- **Directions**
Will you return, word for word, only the lines from the top of the data below down to and including the one with "Reports arrive as"?
(Beginning of Task data)
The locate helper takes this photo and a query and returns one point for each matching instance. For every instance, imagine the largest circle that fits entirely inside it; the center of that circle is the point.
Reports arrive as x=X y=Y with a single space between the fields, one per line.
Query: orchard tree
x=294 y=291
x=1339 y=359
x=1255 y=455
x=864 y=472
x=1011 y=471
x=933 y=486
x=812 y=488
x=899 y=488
(End of Task data)
- **Answer box**
The locate helper takes this photo and a query and returns one point for each matching instance. For every instance, imagine the largest circle that fits entirely inside it; the center of that circle is the point.
Reports arrive as x=X y=Y with a single space between the fields, one per line.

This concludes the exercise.